Percentage of Wages Replaced

To put these values in perspective, the table below shows these benefits as a percentage of the 2018 wages for each of these combinations.

Merit Raise %\Starting Salary $30,000 $40,000 $50,000 $60,000 $70,000
0% 53% 48% 45% 43% 40%
1% 42% 39% 36% 34% 31%
2% 34% 31% 29% 26% 24%
3% 28% 25% 22% 19% 17%
4% 23% 19% 16% 14% 13%


This table shows that Social Security currently replaces between roughly an eighth and a half of pre-retirement earnings, with people earning less having a higher percentage of income replaced than those earning more.  Note, though, that people earning less get lower benefits in absolute dollars; they just replace a greater percentage of their pre-retirement earnings.

What if I Start Collecting Early or Late?

The benefit amount that results from the calculations above is what you will get if you start collecting benefits at your normal retirement age. Once you start collecting monthly benefits, they increase in most years for inflation (also, known as the cost of living adjustment). The adjustment is determined by the Social Security Administration based on changes in the Consumer Price Index for Urban Wage Earners and Clerical Workers (known as CPI-W).   The graph below shows the cost of living adjustments since 1959.

Age-Based Adjustment Factors

If you choose to start collecting earlier (as young as age 62) or later (as old as age 70), that amount is adjusted.  The adjustments are:

  • For each month you are younger than your normal retirement age when you start collecting benefits, up to 36 months, your benefit is reduced by 5/9 of a percent or 0.56%.
  • For each additional month you are your normal retirement age minus 36 months, your benefit reduced is further reduced by 5/12 of a percent or 0.42%.
  • For each month you are older than your normal retirement age when you start collecting benefits, your benefit is increased by 8/12 of a percent or 0.67%.

The table below provides the factors that apply if you start your benefits in your birthday month, assuming your normal retirement age is 67.

Age when Benefits Start Adjustment Factor
62 0.70
63 0.75
64 0.80
65 0.87
66 0.93
67 1.00
68 1.08
69 1.16
70 1.24



For example, if the monthly benefit starting at your normal retirement age is $2,500, your benefit if you started at age 62 would be $1,750 adjusted for changes in the cost of living between the year you turned 62 and your normal retirement age.  By the time you attained your normal retirement age, you would be receiving 30% (= 1 – 0.7) less than if started collecting your benefits at your normal retirement age.

Similarly, if the monthly benefit starting at your normal retirement age is $2,500, your benefit if you started at age 70 would be $3,100 (= $2,500 increased by 24%) plus changes in the cost of living between the year you turned 67 and your normal retirement age.
==============================
▶ _CHALLENGE 1_
Give the starting salaries that head the columns of the wage-replacement table in the Social Security benefits text.

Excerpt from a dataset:
==============================
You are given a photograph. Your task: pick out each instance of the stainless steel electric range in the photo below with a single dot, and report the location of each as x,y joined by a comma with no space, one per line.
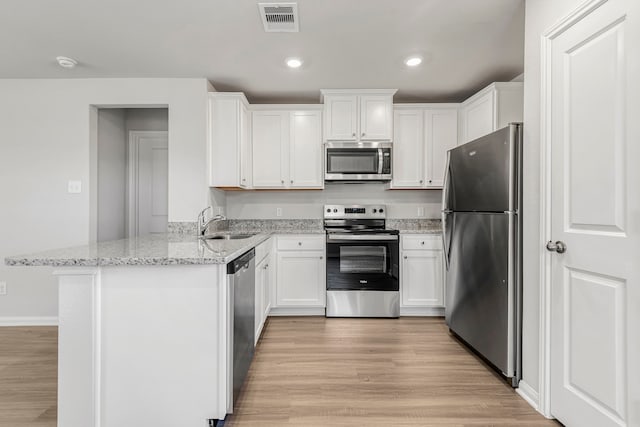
362,262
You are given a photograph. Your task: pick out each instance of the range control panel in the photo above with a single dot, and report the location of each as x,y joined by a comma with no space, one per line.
355,211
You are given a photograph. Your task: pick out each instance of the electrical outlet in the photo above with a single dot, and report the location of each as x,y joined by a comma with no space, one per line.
74,187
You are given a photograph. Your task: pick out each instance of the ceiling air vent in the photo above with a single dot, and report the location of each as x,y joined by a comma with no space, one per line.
279,17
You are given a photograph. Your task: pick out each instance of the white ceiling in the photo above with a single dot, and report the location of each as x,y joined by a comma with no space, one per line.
344,43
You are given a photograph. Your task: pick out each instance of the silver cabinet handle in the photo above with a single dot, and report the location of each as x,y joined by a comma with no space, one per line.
559,246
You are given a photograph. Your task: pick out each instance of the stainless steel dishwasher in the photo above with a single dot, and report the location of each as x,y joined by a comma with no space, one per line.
242,290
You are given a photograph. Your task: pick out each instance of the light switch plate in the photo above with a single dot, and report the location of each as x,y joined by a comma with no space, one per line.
74,187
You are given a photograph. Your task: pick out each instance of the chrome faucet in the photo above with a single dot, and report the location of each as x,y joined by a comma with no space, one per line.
204,224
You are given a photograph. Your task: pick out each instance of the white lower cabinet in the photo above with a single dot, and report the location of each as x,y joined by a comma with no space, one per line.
421,275
264,280
300,275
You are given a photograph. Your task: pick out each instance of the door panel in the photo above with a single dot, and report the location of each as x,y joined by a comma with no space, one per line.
594,284
478,290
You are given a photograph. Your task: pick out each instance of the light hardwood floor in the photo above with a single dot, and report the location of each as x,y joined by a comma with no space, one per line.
373,372
28,376
312,371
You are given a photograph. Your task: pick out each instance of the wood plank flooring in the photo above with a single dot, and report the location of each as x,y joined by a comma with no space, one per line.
314,371
28,376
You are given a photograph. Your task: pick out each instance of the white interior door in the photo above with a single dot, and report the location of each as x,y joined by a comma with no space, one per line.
595,212
148,182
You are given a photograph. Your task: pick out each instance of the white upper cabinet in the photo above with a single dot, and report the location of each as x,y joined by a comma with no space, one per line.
358,115
493,108
229,141
305,160
376,117
287,148
423,133
441,135
270,141
341,117
408,148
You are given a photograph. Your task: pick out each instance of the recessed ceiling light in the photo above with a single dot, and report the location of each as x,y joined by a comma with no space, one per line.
294,62
65,62
413,61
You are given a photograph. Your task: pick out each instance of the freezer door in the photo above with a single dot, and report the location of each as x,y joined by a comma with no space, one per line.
482,173
480,280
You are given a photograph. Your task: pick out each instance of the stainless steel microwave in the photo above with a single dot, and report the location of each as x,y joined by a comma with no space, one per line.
358,161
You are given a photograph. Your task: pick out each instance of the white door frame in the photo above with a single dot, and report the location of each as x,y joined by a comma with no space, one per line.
132,177
544,393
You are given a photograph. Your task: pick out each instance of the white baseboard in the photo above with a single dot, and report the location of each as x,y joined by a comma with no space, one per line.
296,311
422,311
29,321
529,394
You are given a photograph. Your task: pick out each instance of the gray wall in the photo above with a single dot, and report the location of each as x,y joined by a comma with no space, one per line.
46,139
308,204
112,174
114,125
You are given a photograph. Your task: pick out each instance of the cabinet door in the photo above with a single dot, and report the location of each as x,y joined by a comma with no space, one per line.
246,165
305,162
478,117
376,117
300,279
408,146
224,140
441,128
340,117
421,280
270,141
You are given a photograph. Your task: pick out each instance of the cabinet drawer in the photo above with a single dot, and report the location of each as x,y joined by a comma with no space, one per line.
421,241
262,250
301,243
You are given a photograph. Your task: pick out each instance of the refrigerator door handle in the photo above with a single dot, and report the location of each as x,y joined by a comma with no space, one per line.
445,184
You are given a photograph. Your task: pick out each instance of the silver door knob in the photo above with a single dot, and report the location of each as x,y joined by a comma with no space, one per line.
558,246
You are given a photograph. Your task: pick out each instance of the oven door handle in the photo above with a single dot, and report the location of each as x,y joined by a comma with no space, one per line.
333,237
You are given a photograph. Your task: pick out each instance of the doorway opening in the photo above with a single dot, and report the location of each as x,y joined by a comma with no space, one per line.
131,172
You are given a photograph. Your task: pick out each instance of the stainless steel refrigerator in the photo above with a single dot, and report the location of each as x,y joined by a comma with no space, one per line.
482,233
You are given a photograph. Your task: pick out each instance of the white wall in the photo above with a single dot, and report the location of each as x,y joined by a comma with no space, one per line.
112,170
45,141
540,15
308,204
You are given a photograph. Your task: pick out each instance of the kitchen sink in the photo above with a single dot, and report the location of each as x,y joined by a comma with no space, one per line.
227,236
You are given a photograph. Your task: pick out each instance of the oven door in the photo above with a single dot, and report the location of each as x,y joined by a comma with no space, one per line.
362,262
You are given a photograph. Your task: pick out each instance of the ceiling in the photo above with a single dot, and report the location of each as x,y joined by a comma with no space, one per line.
466,44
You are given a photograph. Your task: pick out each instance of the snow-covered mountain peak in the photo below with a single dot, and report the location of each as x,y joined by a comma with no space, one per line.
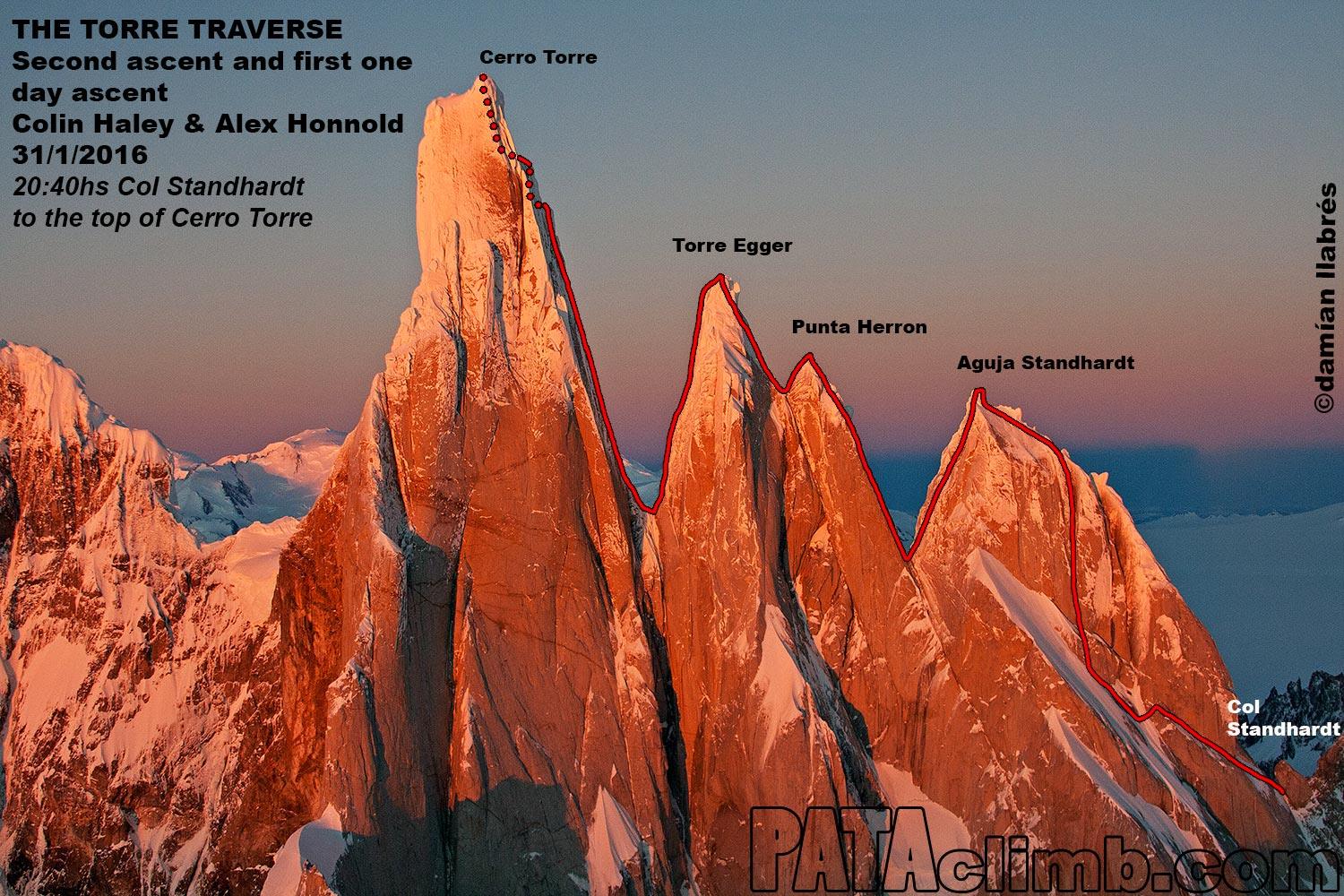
467,188
281,479
51,400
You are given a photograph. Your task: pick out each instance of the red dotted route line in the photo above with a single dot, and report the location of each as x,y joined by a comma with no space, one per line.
809,360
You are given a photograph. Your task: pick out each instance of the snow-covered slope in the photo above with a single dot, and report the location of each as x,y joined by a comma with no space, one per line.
215,500
475,667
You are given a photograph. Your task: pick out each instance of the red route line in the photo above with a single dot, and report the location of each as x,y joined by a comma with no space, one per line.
809,359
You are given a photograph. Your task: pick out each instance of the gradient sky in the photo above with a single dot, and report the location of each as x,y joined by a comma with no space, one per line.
1073,177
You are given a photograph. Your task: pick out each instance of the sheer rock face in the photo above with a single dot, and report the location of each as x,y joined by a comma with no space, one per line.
478,667
137,665
996,559
465,653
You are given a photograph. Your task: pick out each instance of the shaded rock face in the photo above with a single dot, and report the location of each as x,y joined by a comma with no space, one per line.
478,667
134,667
1316,702
467,661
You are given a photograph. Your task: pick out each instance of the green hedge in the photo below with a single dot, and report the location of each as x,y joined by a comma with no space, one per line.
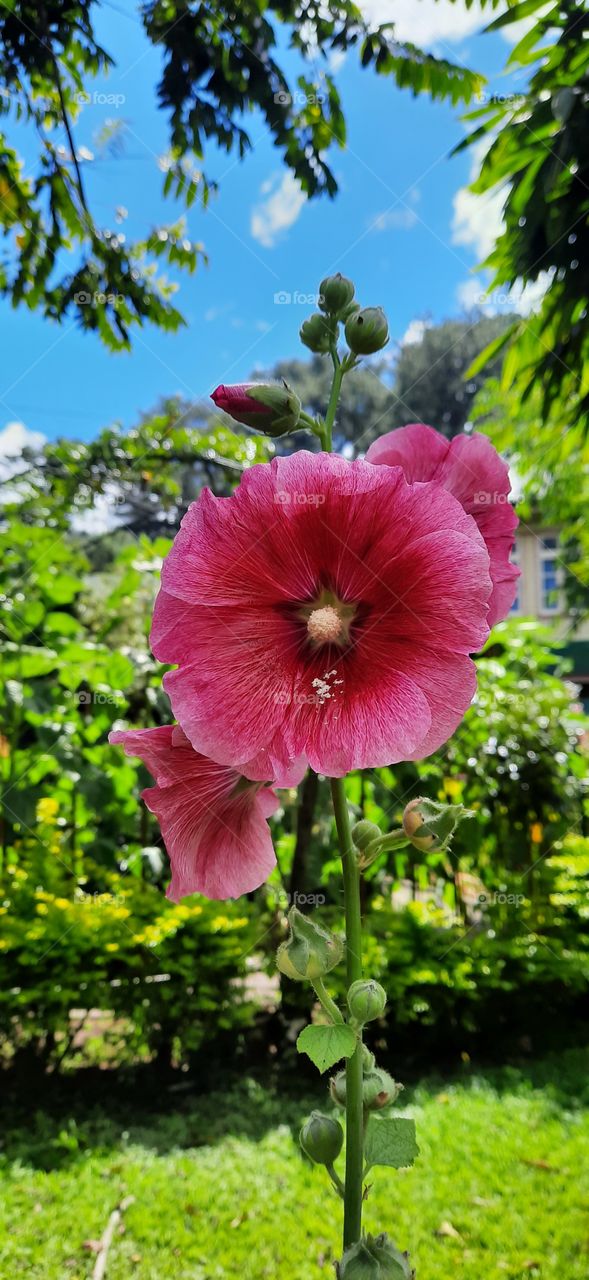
168,976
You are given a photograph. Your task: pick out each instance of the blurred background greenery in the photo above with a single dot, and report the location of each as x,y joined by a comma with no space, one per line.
149,1047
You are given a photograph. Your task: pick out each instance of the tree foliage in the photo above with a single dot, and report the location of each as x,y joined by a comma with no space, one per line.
430,376
539,159
220,64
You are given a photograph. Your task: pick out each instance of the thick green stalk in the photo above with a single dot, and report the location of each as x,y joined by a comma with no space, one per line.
325,1001
352,1202
338,371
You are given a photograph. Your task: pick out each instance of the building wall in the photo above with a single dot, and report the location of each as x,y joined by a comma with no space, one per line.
538,557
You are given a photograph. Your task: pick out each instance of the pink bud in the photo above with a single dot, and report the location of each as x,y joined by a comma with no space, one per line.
238,401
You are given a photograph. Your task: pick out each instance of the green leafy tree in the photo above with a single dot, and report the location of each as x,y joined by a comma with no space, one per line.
219,64
430,376
549,455
539,160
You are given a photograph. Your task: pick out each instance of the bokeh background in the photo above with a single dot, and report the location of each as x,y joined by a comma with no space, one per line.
174,181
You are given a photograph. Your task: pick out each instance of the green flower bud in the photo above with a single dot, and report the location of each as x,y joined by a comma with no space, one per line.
310,951
366,330
318,333
365,832
336,293
379,1089
322,1138
366,1000
348,311
368,1059
430,824
374,1258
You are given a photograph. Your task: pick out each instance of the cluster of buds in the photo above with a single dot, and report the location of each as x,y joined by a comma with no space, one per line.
275,410
379,1089
366,329
366,1000
430,824
374,1258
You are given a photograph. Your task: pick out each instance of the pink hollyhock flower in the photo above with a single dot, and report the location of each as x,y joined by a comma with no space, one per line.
325,609
213,819
470,467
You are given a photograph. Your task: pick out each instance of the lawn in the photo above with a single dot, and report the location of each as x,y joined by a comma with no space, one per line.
500,1192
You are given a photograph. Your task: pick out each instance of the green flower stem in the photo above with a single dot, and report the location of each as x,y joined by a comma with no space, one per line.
352,1203
336,1180
338,371
329,1005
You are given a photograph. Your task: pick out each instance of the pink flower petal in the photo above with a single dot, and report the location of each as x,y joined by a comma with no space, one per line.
213,822
470,469
406,562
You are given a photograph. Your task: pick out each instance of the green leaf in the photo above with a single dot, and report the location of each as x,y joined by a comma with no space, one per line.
327,1045
391,1142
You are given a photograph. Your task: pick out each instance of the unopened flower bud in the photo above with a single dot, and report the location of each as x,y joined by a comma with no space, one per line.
368,1059
348,311
322,1138
366,330
265,407
310,951
430,824
318,333
379,1089
366,1000
336,293
374,1258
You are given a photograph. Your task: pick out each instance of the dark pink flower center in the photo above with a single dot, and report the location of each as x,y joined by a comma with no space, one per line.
328,620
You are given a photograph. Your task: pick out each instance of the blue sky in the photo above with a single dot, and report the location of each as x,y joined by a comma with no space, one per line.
400,227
==============================
▶ _CHALLENGE 2_
Report every line of the listing that contains the string "refrigerator". Matching is case-sensitive.

▶ _CORRECT ANSWER 1_
$30,000
$40,000
$50,000
$60,000
$70,000

▶ _CORRECT ANSWER 2_
You are given a photograph. Your task: pick out each instance of the refrigerator door handle in the photo above with a single dot, and report the location of each as x,y joined by a comma with no space, one per line.
You are given a photograph. Your task: pick out each instance of the stainless steel refrigerator in the photo above with a single dot, and report the location of each as x,y joined by a comma with no space, one per line.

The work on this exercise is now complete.